[PROBLEM TO WORK ON]: Could you print the passage of the Spencer Tracy biography excerpt between "Back at the" and "doing the picture.", inclusive?

[SELECTED EXCERPT]:
┌──
James Curtis

Home > Other > James Curtis > Page 90
James Curtis Page 90

by Spencer Tracy: A Biography


  Back at the studio, Tracy ran On the Waterfront and became enthused at the idea of Eva Marie Saint for Jeremy Rodock. (“Wonderful,” he wrote in his book.) Wise and Zimbalist were equally high on the idea, but Saint turned the part down within a matter of days. (“Par for the course,” said Tracy.) They tested Constance Collier’s latest protégée, Marjorie Steele, the wife of A&P heir Huntington Hartford, but the test was weak and Steele had little experience. By the time David Selznick turned it down on behalf of Jennifer Jones, pointing out how similar the role of Rodock was to that of Devereaux in Broken Lance, Tracy was having serious qualms about doing the picture.

  “I talked to Spence,” Collier wrote Hepburn on the sixteenth. “He is very unhappy and feels your leaving him for so long and doesn’t seem to understand why you do it—but he calmed down—and I think will come on [to New York]. He is to call me tomorrow and we will make arrangements. You must keep him happy until you go and the time will not seem so long.7 I hope everything will be alright over there and you will get things straightened out. Don’t let anything delay your return if Spence come[s] on.”

  The growths removed from his face in London, Tracy learned, were malignant, and it was recommended that another spot on his face be tested. The biopsy was set for April 25 in Los Angeles, which turned out to be a bad day all around. He awoke with stomach cramps and a mild temperature and was attempting to sleep them off when he got the news that Constance Collier had died suddenly of a heart attack at the age of seventy-seven. She had been like a second mother to Hepburn, a personal as well as a professional mentor, and it fell to Spence to phone Kate in London and break the news. A week later, he motored to San Francisco in a driving rain to meet her as she prepared to leave for Sydney on Qantas. He had Carroll with him, and the two of them attended Mass together at Old St. Mary’s.
└──
[DATA PROVIDED]:
┌──
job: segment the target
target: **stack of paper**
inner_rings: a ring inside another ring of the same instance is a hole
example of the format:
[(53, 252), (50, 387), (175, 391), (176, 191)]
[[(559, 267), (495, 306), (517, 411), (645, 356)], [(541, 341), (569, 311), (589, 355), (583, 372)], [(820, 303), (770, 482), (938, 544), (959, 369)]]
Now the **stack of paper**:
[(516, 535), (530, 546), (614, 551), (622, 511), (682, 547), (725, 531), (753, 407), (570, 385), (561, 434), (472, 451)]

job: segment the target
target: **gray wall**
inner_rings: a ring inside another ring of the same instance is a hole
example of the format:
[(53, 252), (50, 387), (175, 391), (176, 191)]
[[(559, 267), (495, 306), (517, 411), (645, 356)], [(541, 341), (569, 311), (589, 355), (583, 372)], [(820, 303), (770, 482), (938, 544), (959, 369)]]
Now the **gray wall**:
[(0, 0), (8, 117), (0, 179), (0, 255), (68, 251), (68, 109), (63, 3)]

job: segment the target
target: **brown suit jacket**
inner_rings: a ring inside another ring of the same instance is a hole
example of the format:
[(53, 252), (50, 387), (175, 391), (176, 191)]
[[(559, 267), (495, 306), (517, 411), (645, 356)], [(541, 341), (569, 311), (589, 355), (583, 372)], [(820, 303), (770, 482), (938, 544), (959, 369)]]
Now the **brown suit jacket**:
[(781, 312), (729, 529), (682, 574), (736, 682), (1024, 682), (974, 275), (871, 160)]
└──
┌──
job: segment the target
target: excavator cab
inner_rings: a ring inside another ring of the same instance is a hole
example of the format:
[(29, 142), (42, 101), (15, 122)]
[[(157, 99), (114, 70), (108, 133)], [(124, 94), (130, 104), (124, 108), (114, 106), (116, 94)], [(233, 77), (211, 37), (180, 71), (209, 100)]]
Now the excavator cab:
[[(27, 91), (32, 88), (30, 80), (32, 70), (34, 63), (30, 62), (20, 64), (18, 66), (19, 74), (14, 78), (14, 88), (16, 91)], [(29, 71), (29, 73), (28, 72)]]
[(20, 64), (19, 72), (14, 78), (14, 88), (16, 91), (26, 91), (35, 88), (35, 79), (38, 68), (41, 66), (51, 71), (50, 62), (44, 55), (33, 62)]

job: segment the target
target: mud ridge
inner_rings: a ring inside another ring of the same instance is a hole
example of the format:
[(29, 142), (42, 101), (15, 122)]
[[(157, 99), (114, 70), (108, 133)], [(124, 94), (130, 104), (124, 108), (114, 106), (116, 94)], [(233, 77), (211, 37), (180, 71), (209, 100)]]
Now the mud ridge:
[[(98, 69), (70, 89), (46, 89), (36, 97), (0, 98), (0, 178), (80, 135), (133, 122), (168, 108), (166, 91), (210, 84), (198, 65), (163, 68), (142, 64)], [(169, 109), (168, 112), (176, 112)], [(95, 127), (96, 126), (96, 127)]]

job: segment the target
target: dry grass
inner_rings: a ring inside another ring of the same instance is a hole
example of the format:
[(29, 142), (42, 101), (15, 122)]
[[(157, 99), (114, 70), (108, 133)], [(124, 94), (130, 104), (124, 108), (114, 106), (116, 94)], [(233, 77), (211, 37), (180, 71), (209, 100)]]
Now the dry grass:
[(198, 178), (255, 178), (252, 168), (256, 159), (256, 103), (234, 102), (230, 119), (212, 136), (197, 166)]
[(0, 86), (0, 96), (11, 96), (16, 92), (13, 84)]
└──
┌──
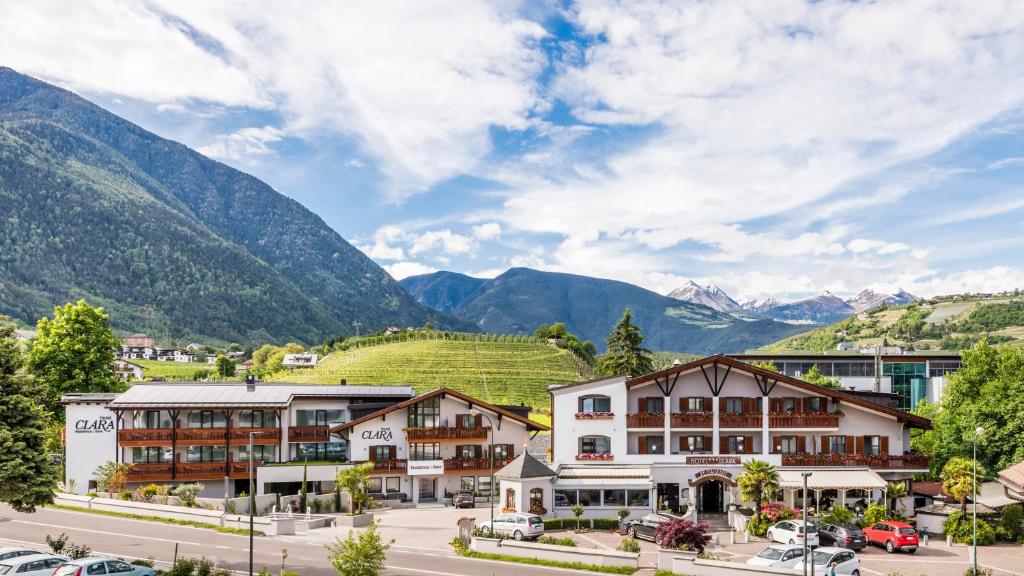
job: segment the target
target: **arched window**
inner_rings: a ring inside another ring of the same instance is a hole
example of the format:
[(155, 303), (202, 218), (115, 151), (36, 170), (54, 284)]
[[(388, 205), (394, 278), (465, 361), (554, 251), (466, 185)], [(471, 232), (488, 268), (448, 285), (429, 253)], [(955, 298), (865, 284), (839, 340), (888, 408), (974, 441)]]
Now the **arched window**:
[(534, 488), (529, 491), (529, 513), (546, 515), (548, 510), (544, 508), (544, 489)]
└──
[OUTPUT]:
Back at the studio, Tracy ran On the Waterfront and became enthused at the idea of Eva Marie Saint for Jeremy Rodock. (“Wonderful,” he wrote in his book.) Wise and Zimbalist were equally high on the idea, but Saint turned the part down within a matter of days. (“Par for the course,” said Tracy.) They tested Constance Collier’s latest protégée, Marjorie Steele, the wife of A&P heir Huntington Hartford, but the test was weak and Steele had little experience. By the time David Selznick turned it down on behalf of Jennifer Jones, pointing out how similar the role of Rodock was to that of Devereaux in Broken Lance, Tracy was having serious qualms about doing the picture.